**What the task requires:** In the records below, find the line containing "Where can you find the bike handlebar"; restate it and every later line word for word, through the last.

== Segment start ==

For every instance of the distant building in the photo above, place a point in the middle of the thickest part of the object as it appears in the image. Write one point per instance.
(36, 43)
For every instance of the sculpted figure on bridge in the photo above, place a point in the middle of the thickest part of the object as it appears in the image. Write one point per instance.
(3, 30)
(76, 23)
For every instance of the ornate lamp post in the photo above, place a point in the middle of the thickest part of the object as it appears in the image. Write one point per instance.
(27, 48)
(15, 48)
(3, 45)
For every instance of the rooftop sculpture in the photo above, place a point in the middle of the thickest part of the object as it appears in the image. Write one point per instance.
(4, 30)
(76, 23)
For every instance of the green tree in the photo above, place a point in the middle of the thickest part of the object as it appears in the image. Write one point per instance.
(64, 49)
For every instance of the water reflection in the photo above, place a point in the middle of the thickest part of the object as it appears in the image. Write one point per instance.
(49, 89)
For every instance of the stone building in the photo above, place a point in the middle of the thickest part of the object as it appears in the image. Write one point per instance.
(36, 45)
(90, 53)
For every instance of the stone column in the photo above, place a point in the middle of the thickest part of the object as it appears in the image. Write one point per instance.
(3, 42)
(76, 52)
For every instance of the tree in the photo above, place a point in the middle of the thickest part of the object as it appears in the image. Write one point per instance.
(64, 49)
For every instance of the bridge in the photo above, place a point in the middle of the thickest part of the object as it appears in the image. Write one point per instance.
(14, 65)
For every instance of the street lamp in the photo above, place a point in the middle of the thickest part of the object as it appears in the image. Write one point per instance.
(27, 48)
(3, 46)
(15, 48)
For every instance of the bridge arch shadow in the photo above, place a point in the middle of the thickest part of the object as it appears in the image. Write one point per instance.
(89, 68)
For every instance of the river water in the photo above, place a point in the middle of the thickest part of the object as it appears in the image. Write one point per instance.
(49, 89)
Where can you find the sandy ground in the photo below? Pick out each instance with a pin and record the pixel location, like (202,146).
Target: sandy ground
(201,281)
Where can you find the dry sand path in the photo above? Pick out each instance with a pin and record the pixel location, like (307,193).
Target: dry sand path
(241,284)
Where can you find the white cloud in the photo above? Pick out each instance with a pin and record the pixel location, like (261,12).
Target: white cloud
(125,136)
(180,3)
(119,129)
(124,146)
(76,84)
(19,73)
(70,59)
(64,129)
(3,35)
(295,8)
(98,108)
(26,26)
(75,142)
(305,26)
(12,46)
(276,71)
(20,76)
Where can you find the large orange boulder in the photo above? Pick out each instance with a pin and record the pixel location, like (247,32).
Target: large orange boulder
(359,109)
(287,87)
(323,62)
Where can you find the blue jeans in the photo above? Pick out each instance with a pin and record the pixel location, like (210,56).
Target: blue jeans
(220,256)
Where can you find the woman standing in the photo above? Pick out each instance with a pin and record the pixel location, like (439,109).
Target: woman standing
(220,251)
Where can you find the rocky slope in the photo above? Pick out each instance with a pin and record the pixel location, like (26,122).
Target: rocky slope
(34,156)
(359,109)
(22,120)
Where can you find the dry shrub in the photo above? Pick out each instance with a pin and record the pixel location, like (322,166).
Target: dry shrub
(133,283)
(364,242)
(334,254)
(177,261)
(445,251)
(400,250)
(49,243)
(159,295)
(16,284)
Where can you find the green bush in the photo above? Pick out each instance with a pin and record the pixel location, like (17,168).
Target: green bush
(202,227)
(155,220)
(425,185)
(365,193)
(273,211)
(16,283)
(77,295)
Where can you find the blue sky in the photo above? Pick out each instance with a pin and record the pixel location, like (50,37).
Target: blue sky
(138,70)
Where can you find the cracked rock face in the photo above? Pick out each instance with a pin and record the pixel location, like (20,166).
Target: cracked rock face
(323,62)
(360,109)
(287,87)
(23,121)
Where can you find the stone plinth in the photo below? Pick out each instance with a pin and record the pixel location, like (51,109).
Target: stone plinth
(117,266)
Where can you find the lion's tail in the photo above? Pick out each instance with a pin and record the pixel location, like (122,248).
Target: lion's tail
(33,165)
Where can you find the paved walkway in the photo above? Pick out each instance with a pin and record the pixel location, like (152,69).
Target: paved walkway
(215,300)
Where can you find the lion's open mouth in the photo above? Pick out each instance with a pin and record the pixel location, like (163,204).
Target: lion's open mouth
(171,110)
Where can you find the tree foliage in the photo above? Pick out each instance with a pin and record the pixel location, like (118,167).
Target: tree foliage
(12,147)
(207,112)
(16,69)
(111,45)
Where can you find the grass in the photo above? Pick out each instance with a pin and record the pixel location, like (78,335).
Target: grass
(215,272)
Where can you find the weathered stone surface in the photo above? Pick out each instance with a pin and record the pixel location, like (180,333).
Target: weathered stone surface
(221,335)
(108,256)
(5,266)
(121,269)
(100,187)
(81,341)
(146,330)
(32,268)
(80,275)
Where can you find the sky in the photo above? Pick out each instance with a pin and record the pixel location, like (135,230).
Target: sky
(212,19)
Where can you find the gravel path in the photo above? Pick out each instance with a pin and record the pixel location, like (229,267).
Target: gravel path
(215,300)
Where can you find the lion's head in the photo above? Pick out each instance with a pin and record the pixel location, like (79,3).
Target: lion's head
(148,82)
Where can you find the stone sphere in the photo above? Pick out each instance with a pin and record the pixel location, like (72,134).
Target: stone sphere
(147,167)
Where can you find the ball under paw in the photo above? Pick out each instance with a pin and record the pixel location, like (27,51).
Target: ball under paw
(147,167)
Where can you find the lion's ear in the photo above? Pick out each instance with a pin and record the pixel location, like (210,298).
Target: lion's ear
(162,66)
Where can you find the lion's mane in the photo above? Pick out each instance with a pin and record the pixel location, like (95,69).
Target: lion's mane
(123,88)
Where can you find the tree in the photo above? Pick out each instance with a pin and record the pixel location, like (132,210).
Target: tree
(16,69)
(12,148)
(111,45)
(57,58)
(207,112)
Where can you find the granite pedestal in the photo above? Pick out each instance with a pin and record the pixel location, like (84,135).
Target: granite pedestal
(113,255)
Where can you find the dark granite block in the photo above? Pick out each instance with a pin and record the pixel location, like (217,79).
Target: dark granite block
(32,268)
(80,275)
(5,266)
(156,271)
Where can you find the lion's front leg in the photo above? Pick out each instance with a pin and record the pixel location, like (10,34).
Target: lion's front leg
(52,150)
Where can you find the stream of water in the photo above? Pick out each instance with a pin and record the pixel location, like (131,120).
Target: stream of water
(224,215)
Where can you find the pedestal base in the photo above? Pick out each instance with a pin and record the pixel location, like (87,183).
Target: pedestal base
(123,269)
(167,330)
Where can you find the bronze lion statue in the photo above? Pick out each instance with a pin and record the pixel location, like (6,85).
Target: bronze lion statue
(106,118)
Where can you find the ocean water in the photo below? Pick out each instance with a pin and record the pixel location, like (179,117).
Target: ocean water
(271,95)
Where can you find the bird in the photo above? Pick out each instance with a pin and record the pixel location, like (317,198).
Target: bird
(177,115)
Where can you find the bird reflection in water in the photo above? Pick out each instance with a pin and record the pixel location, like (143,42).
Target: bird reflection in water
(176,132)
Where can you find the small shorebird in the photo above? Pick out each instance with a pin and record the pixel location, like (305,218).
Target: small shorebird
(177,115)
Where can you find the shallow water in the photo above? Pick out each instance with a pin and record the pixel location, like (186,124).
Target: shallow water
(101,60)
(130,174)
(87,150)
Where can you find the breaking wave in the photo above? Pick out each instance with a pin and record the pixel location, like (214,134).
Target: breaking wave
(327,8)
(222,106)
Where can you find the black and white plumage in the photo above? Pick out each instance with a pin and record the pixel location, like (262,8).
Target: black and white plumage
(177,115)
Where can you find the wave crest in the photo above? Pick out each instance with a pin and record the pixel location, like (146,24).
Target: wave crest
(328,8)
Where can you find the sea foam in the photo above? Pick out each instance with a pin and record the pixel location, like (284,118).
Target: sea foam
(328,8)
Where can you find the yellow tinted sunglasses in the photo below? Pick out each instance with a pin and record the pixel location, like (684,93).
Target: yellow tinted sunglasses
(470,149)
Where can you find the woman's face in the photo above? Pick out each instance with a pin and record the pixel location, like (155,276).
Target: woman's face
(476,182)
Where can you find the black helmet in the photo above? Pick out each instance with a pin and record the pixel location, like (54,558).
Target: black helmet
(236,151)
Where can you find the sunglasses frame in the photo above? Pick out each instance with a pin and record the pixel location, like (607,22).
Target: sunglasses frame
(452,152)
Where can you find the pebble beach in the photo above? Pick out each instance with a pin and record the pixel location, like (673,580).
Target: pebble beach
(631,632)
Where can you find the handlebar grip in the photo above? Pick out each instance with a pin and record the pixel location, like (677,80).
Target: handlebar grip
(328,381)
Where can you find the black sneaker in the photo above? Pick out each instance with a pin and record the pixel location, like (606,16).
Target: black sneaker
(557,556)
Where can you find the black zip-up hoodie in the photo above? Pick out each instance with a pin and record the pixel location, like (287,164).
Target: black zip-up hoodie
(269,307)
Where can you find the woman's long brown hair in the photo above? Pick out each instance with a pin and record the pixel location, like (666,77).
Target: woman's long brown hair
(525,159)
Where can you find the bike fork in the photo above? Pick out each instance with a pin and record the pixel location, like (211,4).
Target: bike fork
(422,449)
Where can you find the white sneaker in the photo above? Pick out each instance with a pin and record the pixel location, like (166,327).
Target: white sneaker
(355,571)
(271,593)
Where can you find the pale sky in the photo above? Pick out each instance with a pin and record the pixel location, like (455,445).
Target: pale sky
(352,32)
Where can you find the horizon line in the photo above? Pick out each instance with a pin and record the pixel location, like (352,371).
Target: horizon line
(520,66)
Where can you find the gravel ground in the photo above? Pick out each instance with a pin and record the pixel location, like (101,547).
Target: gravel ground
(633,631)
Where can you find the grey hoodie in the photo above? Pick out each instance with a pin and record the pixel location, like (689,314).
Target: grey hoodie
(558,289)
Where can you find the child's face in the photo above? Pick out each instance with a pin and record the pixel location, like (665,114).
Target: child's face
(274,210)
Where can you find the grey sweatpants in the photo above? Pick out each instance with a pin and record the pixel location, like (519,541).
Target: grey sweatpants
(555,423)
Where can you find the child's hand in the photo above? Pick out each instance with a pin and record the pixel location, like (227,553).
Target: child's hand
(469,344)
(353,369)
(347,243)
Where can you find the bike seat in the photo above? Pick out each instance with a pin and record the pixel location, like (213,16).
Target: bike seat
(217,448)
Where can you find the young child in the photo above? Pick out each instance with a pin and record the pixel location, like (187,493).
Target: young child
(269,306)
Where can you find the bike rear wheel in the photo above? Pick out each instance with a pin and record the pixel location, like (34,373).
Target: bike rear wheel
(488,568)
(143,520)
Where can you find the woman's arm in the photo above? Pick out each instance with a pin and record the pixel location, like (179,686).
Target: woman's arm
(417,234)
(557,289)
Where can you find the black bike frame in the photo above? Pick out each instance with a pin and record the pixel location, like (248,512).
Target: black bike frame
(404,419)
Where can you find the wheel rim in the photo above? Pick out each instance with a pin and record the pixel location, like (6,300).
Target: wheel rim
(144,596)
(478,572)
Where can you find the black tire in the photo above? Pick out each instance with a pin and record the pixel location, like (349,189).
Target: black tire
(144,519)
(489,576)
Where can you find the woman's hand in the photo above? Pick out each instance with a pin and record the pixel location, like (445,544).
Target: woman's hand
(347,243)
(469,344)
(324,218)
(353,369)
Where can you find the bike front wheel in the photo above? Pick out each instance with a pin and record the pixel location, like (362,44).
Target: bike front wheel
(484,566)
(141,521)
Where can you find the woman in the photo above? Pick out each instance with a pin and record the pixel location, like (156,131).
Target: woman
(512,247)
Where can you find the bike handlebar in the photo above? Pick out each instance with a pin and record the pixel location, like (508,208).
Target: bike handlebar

== Segment end ==

**Result of the exercise:**
Where can you find the bike handlebar in the photo above? Pick out each instance with a pin and record the pixel location, like (508,208).
Target: bike handlebar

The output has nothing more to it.